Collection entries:
'''

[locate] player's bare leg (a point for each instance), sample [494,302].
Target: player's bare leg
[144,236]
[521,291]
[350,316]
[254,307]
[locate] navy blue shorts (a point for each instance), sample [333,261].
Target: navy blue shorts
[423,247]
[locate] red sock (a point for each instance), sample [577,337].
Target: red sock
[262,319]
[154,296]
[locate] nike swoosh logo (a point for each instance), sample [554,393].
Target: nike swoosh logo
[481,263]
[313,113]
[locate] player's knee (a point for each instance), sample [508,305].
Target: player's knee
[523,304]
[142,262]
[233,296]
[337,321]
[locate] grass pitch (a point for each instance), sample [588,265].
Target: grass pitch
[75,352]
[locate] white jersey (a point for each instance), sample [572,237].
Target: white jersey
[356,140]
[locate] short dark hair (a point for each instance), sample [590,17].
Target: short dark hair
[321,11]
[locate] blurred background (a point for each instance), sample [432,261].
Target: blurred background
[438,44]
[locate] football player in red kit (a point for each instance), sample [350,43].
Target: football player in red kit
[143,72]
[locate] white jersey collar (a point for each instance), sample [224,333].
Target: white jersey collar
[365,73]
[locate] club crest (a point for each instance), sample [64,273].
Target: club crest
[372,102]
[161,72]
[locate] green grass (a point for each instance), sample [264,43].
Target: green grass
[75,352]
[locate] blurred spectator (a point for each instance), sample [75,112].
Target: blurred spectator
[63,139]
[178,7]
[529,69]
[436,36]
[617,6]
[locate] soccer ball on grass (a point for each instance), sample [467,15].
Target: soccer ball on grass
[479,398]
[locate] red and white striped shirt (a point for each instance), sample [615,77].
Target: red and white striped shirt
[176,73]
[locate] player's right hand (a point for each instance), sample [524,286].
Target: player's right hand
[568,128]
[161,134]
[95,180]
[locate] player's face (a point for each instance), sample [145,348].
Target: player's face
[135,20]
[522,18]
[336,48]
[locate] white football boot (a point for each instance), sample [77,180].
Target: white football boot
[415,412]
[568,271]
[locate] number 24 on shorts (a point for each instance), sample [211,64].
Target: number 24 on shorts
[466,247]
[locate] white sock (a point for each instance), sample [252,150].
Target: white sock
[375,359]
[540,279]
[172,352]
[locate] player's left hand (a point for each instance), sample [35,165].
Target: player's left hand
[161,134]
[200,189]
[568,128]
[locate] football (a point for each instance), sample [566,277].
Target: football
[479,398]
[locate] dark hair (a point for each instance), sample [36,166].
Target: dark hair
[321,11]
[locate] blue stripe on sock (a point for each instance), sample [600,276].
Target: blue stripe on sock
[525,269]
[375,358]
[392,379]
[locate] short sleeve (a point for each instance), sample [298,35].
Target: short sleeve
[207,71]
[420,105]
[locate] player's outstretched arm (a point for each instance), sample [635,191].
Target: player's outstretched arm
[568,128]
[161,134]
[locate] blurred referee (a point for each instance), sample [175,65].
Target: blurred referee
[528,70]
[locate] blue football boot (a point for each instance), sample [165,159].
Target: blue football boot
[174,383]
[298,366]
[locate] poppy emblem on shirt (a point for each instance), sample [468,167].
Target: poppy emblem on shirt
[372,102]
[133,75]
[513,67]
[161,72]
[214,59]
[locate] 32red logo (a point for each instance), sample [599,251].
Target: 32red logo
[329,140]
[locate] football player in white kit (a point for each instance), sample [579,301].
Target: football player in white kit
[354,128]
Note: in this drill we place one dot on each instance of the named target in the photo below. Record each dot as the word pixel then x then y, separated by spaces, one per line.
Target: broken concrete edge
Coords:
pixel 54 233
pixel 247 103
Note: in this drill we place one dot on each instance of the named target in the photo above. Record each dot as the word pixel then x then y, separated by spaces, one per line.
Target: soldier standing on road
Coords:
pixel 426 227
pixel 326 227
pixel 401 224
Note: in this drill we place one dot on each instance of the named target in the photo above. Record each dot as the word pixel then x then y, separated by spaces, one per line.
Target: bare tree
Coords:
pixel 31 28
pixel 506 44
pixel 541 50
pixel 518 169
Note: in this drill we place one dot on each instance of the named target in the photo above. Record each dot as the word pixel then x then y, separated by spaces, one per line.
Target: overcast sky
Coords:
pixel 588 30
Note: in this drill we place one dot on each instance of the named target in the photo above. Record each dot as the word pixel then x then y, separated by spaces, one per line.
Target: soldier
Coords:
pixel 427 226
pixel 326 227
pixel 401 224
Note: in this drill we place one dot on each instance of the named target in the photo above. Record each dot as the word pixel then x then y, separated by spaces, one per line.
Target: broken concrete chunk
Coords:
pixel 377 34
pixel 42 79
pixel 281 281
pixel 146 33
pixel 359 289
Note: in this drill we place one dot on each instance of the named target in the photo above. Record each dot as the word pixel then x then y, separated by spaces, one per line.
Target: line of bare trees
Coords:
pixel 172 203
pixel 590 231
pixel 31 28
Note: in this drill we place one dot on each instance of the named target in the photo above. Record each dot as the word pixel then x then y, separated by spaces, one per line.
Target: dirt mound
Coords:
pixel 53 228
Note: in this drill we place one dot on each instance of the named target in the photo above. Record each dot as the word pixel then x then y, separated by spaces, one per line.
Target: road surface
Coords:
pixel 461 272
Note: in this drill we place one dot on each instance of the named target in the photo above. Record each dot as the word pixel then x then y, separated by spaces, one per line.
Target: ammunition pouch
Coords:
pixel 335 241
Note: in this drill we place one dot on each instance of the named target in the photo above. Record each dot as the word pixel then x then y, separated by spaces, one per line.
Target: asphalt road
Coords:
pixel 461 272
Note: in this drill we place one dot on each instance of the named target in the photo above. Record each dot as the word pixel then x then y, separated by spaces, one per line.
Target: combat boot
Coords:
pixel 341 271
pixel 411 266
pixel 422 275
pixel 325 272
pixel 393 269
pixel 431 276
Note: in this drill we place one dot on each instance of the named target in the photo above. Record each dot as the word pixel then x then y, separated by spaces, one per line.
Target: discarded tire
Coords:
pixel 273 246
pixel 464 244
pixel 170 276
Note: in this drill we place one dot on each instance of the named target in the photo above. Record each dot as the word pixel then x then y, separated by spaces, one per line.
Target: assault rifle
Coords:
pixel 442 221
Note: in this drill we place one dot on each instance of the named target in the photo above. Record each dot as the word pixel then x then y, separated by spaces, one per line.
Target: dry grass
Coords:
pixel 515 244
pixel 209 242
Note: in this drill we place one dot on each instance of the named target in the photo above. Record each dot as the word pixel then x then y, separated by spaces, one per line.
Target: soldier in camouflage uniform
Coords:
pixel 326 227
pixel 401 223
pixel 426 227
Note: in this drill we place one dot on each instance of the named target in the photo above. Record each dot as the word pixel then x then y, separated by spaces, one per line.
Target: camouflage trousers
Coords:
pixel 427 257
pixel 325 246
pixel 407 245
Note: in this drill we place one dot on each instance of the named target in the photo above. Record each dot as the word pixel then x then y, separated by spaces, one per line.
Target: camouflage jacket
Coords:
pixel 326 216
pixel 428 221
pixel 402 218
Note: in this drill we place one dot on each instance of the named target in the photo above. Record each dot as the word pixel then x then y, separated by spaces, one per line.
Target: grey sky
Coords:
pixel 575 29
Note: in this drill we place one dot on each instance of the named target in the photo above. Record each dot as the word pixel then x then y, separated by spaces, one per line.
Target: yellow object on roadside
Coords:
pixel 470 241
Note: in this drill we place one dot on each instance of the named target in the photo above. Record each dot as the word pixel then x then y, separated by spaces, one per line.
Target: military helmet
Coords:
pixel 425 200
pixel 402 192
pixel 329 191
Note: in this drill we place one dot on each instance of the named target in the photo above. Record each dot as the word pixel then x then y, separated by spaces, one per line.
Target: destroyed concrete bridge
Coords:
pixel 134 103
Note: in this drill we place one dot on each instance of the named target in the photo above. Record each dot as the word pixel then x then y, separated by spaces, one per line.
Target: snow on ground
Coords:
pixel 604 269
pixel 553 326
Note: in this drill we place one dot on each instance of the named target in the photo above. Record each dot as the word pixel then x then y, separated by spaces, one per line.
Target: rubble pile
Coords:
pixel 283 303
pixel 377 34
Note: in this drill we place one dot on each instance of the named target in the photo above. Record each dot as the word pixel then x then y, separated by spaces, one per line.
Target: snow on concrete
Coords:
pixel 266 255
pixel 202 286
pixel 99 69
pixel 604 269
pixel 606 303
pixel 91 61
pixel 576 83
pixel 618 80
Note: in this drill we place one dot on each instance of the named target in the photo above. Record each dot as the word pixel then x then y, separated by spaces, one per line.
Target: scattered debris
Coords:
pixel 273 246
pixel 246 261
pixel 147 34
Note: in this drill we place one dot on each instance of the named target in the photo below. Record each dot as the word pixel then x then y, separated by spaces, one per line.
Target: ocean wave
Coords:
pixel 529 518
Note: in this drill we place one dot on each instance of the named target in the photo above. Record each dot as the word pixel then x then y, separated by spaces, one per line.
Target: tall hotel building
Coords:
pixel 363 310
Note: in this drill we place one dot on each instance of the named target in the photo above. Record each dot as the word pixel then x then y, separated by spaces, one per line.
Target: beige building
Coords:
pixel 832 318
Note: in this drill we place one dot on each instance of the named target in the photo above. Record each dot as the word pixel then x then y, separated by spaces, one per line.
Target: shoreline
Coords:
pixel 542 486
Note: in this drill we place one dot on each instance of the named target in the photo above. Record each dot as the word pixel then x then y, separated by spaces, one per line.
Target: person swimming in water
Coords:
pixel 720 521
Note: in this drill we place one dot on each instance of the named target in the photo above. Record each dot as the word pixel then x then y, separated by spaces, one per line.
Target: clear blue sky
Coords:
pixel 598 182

'''

Every line in the data above that includes the word "concrete" should be copied.

- **RESPONSE AREA**:
Target: broken concrete edge
Target: broken concrete chunk
Target: destroyed concrete bridge
Target: snow on concrete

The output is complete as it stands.